## EXERCISE DIRECTIONS
Reproduce the lines below from the one that contains "One point belongs to every instance of the woman's sandal, in" through the end, inclusive, and add nothing.

## PROVIDED INFORMATION
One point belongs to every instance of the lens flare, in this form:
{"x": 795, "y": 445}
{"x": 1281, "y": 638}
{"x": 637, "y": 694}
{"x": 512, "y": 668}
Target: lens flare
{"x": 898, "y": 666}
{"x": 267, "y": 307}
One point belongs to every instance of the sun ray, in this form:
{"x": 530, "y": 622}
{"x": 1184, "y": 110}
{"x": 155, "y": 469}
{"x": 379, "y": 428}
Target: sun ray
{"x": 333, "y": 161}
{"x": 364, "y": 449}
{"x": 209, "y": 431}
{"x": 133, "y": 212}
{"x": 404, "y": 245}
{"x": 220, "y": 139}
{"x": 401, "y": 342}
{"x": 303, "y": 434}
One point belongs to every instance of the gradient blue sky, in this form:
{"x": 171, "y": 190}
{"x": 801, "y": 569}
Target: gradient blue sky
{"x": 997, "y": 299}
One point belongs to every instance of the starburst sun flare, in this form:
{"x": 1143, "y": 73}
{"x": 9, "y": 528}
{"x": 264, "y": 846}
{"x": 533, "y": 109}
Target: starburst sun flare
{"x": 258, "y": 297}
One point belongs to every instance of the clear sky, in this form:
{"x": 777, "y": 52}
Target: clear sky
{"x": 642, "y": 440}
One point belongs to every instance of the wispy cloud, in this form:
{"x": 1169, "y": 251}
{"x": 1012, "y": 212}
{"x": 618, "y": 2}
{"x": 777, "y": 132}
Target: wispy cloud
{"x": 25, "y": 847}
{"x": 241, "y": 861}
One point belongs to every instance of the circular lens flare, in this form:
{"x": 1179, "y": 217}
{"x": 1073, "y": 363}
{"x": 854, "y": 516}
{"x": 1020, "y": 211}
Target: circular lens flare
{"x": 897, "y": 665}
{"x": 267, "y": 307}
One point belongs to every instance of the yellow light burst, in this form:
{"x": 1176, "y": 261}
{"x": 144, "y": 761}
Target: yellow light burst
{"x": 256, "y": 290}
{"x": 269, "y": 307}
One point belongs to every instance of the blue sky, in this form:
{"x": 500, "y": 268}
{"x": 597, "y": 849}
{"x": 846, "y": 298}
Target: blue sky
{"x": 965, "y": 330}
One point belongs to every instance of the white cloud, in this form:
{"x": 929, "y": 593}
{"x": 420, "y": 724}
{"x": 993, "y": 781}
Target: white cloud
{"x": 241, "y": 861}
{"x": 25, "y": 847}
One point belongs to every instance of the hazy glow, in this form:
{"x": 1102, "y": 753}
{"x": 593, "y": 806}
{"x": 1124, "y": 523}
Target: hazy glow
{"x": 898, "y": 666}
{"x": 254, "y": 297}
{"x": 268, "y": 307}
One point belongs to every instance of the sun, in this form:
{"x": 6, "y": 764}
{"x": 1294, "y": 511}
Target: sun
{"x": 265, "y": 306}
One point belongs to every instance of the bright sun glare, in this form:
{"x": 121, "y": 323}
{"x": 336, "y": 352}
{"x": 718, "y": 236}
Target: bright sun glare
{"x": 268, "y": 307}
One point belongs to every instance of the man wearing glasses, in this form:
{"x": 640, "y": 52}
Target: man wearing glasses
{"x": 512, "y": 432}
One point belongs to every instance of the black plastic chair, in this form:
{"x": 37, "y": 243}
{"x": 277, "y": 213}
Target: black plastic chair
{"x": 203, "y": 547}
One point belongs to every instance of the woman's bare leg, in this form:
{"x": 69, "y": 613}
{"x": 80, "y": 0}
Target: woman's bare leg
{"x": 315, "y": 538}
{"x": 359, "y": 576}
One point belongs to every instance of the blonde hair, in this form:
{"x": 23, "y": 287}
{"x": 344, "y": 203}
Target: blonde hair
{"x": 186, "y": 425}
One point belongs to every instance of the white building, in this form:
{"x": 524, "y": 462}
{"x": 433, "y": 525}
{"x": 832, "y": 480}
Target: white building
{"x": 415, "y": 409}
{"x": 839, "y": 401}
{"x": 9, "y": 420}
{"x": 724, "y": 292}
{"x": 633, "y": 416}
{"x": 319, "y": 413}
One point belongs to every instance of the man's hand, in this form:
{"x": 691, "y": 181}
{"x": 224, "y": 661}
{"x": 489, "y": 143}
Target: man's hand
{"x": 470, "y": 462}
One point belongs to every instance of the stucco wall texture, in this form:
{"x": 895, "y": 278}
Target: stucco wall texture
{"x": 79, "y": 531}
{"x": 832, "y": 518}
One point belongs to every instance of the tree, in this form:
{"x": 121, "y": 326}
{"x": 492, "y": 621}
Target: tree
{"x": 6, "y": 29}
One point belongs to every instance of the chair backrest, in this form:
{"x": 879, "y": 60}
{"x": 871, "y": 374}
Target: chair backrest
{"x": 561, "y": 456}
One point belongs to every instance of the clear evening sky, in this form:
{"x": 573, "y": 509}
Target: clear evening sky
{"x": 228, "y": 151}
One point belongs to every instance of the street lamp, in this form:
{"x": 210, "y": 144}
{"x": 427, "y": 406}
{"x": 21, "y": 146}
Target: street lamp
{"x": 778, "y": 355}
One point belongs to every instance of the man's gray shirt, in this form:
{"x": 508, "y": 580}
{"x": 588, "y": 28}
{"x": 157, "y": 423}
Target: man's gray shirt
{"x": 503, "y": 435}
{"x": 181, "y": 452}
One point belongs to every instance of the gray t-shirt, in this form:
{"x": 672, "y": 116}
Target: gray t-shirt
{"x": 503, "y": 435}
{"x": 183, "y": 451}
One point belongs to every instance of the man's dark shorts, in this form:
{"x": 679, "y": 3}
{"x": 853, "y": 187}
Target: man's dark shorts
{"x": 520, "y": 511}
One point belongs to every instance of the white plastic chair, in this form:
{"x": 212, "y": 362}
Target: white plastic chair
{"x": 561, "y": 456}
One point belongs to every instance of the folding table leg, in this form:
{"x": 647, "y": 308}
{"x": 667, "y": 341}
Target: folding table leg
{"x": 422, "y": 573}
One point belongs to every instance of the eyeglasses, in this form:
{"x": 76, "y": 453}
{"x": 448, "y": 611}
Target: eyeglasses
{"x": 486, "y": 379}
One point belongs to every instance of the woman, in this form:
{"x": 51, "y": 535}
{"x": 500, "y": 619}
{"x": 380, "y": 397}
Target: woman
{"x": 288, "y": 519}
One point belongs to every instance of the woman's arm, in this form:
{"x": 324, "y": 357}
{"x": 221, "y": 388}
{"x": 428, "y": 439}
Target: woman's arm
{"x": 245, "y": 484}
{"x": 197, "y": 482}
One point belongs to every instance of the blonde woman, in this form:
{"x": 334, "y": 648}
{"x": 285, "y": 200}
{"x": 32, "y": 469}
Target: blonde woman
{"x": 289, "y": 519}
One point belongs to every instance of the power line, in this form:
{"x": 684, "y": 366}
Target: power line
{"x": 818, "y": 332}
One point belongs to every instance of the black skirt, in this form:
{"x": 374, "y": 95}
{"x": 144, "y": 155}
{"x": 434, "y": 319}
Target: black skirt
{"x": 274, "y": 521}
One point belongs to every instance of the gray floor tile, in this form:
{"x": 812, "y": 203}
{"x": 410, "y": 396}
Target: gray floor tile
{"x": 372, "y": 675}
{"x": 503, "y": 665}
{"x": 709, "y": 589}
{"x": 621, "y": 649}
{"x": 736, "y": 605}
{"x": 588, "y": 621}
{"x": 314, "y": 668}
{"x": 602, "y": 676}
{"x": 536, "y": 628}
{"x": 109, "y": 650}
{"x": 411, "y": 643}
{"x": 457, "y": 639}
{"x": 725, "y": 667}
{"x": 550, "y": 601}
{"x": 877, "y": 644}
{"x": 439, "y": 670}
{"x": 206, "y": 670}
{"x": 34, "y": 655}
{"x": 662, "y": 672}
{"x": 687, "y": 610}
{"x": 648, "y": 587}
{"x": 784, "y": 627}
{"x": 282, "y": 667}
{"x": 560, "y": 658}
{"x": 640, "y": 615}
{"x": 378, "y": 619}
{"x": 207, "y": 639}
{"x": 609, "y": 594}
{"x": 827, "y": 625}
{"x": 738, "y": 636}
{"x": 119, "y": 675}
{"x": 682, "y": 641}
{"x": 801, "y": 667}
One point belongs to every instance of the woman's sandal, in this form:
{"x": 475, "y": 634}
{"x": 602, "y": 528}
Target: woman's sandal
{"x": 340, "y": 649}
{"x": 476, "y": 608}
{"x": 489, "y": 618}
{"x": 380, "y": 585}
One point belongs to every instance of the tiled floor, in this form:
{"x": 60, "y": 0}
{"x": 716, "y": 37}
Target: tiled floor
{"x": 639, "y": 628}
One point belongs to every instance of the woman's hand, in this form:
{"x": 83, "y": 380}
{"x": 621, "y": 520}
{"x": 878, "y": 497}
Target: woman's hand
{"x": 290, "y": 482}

## TASK OUTPUT
One point belongs to every instance of the woman's sandal, in this form:
{"x": 475, "y": 634}
{"x": 602, "y": 528}
Target: woman's sandal
{"x": 340, "y": 649}
{"x": 476, "y": 608}
{"x": 489, "y": 618}
{"x": 380, "y": 585}
One point belongs to every instance of the tiled floor, in this form:
{"x": 60, "y": 0}
{"x": 716, "y": 37}
Target: tiled floor
{"x": 639, "y": 628}
One point belongs to every instance of the woman's hand, in this form:
{"x": 83, "y": 380}
{"x": 621, "y": 520}
{"x": 878, "y": 497}
Target: woman's hand
{"x": 290, "y": 482}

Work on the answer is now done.